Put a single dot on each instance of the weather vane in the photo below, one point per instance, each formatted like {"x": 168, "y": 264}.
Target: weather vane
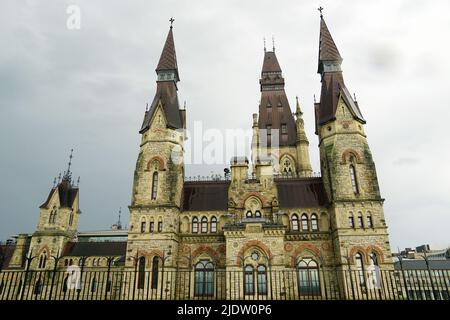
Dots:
{"x": 320, "y": 10}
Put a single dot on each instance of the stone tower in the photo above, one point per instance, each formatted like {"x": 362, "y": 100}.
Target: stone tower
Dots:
{"x": 58, "y": 223}
{"x": 359, "y": 229}
{"x": 275, "y": 131}
{"x": 158, "y": 177}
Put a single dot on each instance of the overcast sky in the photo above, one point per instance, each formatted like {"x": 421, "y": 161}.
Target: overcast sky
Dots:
{"x": 86, "y": 89}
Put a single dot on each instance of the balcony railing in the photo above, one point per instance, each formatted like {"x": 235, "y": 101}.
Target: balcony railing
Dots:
{"x": 292, "y": 284}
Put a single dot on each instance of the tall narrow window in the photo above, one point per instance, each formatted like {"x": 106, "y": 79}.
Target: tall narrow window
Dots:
{"x": 155, "y": 185}
{"x": 141, "y": 273}
{"x": 204, "y": 279}
{"x": 248, "y": 280}
{"x": 155, "y": 266}
{"x": 262, "y": 279}
{"x": 194, "y": 225}
{"x": 353, "y": 178}
{"x": 305, "y": 224}
{"x": 213, "y": 224}
{"x": 204, "y": 225}
{"x": 369, "y": 221}
{"x": 360, "y": 268}
{"x": 314, "y": 222}
{"x": 360, "y": 220}
{"x": 294, "y": 222}
{"x": 308, "y": 277}
{"x": 71, "y": 217}
{"x": 351, "y": 222}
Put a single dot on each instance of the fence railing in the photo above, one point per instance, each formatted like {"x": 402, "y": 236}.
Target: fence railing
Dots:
{"x": 299, "y": 284}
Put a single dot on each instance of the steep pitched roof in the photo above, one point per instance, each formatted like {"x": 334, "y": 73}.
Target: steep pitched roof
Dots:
{"x": 328, "y": 50}
{"x": 301, "y": 193}
{"x": 205, "y": 195}
{"x": 67, "y": 194}
{"x": 168, "y": 59}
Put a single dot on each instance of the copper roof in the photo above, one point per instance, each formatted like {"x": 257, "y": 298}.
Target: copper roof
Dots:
{"x": 301, "y": 193}
{"x": 168, "y": 59}
{"x": 274, "y": 109}
{"x": 327, "y": 48}
{"x": 270, "y": 62}
{"x": 67, "y": 194}
{"x": 205, "y": 195}
{"x": 107, "y": 249}
{"x": 166, "y": 92}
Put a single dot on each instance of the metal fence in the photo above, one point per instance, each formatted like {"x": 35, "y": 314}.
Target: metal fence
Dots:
{"x": 97, "y": 284}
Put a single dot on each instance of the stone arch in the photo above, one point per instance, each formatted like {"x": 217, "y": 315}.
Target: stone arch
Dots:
{"x": 346, "y": 155}
{"x": 358, "y": 249}
{"x": 253, "y": 243}
{"x": 158, "y": 160}
{"x": 287, "y": 162}
{"x": 377, "y": 251}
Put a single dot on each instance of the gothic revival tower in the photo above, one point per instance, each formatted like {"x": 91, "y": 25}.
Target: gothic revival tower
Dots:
{"x": 158, "y": 177}
{"x": 275, "y": 131}
{"x": 58, "y": 223}
{"x": 359, "y": 229}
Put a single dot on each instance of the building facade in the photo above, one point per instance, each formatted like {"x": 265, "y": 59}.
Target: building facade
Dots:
{"x": 269, "y": 226}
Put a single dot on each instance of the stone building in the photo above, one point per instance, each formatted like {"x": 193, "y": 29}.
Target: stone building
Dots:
{"x": 269, "y": 226}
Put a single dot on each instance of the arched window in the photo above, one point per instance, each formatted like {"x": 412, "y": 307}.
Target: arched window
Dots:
{"x": 248, "y": 280}
{"x": 369, "y": 220}
{"x": 305, "y": 224}
{"x": 94, "y": 284}
{"x": 71, "y": 217}
{"x": 353, "y": 178}
{"x": 155, "y": 267}
{"x": 141, "y": 273}
{"x": 314, "y": 222}
{"x": 262, "y": 279}
{"x": 294, "y": 222}
{"x": 360, "y": 268}
{"x": 38, "y": 287}
{"x": 194, "y": 225}
{"x": 213, "y": 224}
{"x": 159, "y": 226}
{"x": 308, "y": 277}
{"x": 204, "y": 279}
{"x": 360, "y": 220}
{"x": 204, "y": 225}
{"x": 154, "y": 185}
{"x": 351, "y": 222}
{"x": 42, "y": 260}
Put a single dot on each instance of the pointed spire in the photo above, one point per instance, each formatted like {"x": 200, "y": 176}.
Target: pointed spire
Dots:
{"x": 298, "y": 110}
{"x": 328, "y": 52}
{"x": 168, "y": 59}
{"x": 68, "y": 174}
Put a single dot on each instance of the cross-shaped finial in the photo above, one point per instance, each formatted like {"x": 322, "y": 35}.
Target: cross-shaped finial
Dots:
{"x": 320, "y": 10}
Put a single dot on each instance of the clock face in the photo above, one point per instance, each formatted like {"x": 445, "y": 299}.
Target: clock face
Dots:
{"x": 255, "y": 255}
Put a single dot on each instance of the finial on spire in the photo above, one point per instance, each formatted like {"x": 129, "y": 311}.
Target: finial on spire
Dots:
{"x": 320, "y": 10}
{"x": 68, "y": 175}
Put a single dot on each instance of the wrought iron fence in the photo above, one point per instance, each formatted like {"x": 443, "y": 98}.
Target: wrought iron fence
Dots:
{"x": 97, "y": 284}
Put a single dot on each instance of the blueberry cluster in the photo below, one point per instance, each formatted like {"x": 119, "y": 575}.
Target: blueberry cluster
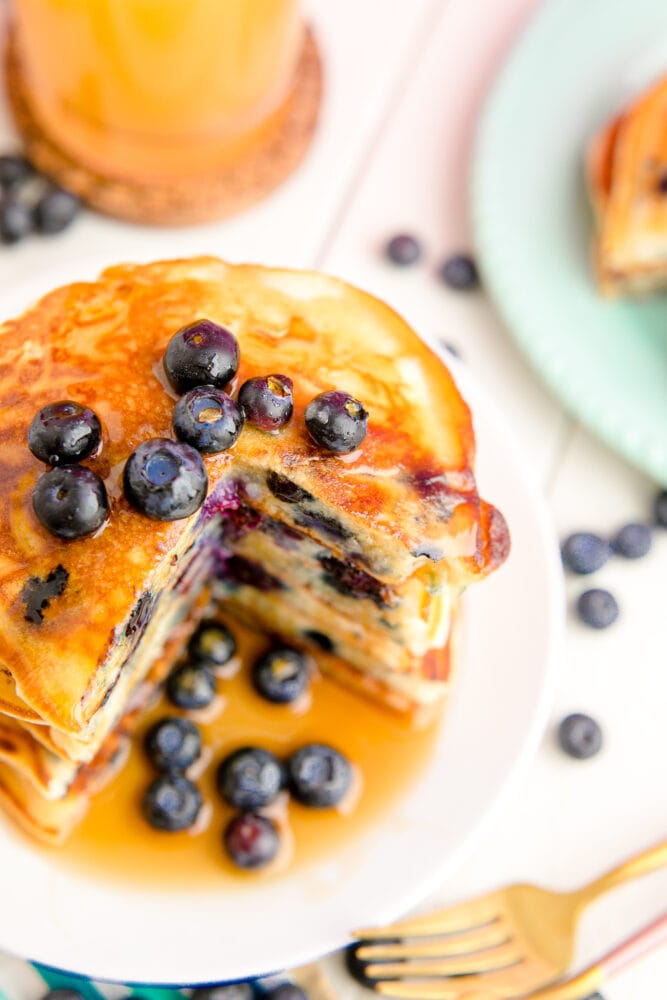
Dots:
{"x": 251, "y": 779}
{"x": 166, "y": 479}
{"x": 457, "y": 271}
{"x": 584, "y": 553}
{"x": 30, "y": 202}
{"x": 69, "y": 500}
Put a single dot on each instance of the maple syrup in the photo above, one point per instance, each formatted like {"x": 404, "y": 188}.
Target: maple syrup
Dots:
{"x": 386, "y": 749}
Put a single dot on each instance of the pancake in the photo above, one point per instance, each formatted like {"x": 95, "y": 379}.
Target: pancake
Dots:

DO THIS: Output all of the data exactly as it stands, minus any images.

WORKED ANSWER:
Put a single dot on each instance of the weather vane in the photo below, one point per instance, each formatted like {"x": 168, "y": 264}.
Target: weather vane
Dots:
{"x": 320, "y": 10}
Put a single dot on each instance of the stone tower in the photo above, one point per instance, each formatted like {"x": 362, "y": 100}.
Target: stone tower
Dots:
{"x": 58, "y": 223}
{"x": 359, "y": 229}
{"x": 275, "y": 131}
{"x": 158, "y": 177}
Put a single dot on each instance of the overcast sky in the photo above, one point per instance, each formatted like {"x": 421, "y": 161}.
Target: overcast sky
Dots:
{"x": 86, "y": 89}
Put a single dot on each instance of the balcony railing in the photo above, one point per instance, each formatted like {"x": 235, "y": 101}.
Target: balcony railing
Dots:
{"x": 292, "y": 284}
Put a single dot on each instance of the tall narrow window in the photo above, one point per instance, each formatted like {"x": 106, "y": 79}.
Target: tall narrow window
Dots:
{"x": 155, "y": 185}
{"x": 141, "y": 273}
{"x": 204, "y": 279}
{"x": 248, "y": 280}
{"x": 155, "y": 266}
{"x": 262, "y": 279}
{"x": 194, "y": 225}
{"x": 353, "y": 178}
{"x": 305, "y": 224}
{"x": 213, "y": 224}
{"x": 204, "y": 225}
{"x": 369, "y": 221}
{"x": 360, "y": 268}
{"x": 314, "y": 222}
{"x": 360, "y": 220}
{"x": 294, "y": 222}
{"x": 308, "y": 277}
{"x": 71, "y": 217}
{"x": 351, "y": 222}
Put a single dot on each instance of the fence railing in the photo above, one point per instance, each formatted like {"x": 402, "y": 236}.
Target: fence railing
Dots:
{"x": 299, "y": 284}
Put a single dot on each instance of the steep pitched roof in the photo above, one point per instance, each formatted like {"x": 334, "y": 73}.
Target: steep pitched roof
Dots:
{"x": 328, "y": 50}
{"x": 301, "y": 193}
{"x": 205, "y": 195}
{"x": 67, "y": 194}
{"x": 168, "y": 59}
Put a single dot on each instance of the copper roof in the photo above, one point per instance, each formatted like {"x": 257, "y": 298}.
Target: copper roof
Dots:
{"x": 301, "y": 193}
{"x": 168, "y": 59}
{"x": 274, "y": 109}
{"x": 327, "y": 48}
{"x": 270, "y": 62}
{"x": 67, "y": 194}
{"x": 205, "y": 195}
{"x": 107, "y": 249}
{"x": 166, "y": 92}
Put a single dot on each instance of the metal fence in the photo above, one point per instance, each formatted like {"x": 35, "y": 314}.
Target: metal fence
Dots:
{"x": 97, "y": 284}
Put a single dot on each instance of the stone arch in the photo above, one point per instance, each formatted like {"x": 217, "y": 315}.
Target: stone arch
Dots:
{"x": 346, "y": 155}
{"x": 358, "y": 249}
{"x": 253, "y": 243}
{"x": 158, "y": 160}
{"x": 287, "y": 162}
{"x": 377, "y": 251}
Put a single dot on each instance of the gothic revival tower in the photo above, one point per instance, each formatted like {"x": 91, "y": 25}.
Target: gothic revival tower
Dots:
{"x": 158, "y": 177}
{"x": 275, "y": 131}
{"x": 58, "y": 223}
{"x": 359, "y": 229}
Put a single dot on each instance of the building facade in the photo above, one point per instance, each formatted like {"x": 265, "y": 59}.
Target: building facade
Dots:
{"x": 269, "y": 226}
Put a single dot on each instance of the stone building in the photo above, one point per instance, each formatted like {"x": 193, "y": 29}.
Target: stone building
Dots:
{"x": 269, "y": 226}
Put a single dot on each instance of the arched window in the photo above, one point per instance, each formatted like {"x": 412, "y": 307}.
Target: arched window
Dots:
{"x": 248, "y": 280}
{"x": 369, "y": 220}
{"x": 305, "y": 224}
{"x": 94, "y": 284}
{"x": 71, "y": 217}
{"x": 353, "y": 178}
{"x": 155, "y": 267}
{"x": 141, "y": 273}
{"x": 314, "y": 222}
{"x": 262, "y": 279}
{"x": 294, "y": 222}
{"x": 360, "y": 268}
{"x": 38, "y": 287}
{"x": 194, "y": 225}
{"x": 213, "y": 224}
{"x": 159, "y": 226}
{"x": 308, "y": 277}
{"x": 204, "y": 279}
{"x": 360, "y": 220}
{"x": 204, "y": 225}
{"x": 154, "y": 185}
{"x": 351, "y": 222}
{"x": 42, "y": 260}
Put a single dot on each instance of the pointed spire in the photo above, one point per instance, each formatted like {"x": 200, "y": 176}.
Target: pointed spire
Dots:
{"x": 298, "y": 110}
{"x": 328, "y": 52}
{"x": 168, "y": 59}
{"x": 68, "y": 174}
Put a single dot on each instance of the cross-shaped finial in the photo above, one point per instance, each formatted like {"x": 322, "y": 35}.
Target: cross-shaped finial
Dots:
{"x": 320, "y": 10}
Put a single dot on each instance of the clock face in the photo above, one point per instance, each formatted like {"x": 445, "y": 299}.
Target: clock face
Dots:
{"x": 255, "y": 255}
Put a single dot on each instance of the finial on spire in the photo above, one point per instance, each formatted like {"x": 129, "y": 311}.
Target: finial on spire
Dots:
{"x": 320, "y": 10}
{"x": 68, "y": 175}
Put a single dot on each instance of the wrought iron fence in the photo above, one point per instance, each formatted like {"x": 443, "y": 98}.
Target: wrought iron fence
Dots:
{"x": 97, "y": 284}
Put a single dot on each instance of the blueberry cluster in the photo below, one point per instance, each formatted like {"x": 119, "y": 575}.
Target: blueberry cluster
Dots:
{"x": 251, "y": 779}
{"x": 166, "y": 479}
{"x": 457, "y": 271}
{"x": 584, "y": 553}
{"x": 30, "y": 202}
{"x": 69, "y": 500}
Put a single dot on each instance of the maple syrup in the photo above, one point per instance, each formatted like {"x": 404, "y": 188}.
Target: maple syrup
Dots:
{"x": 386, "y": 749}
Put a single dot on each instance of the pancake in the photo above, one point per instance, each formatted like {"x": 95, "y": 379}.
Target: pancake
Dots:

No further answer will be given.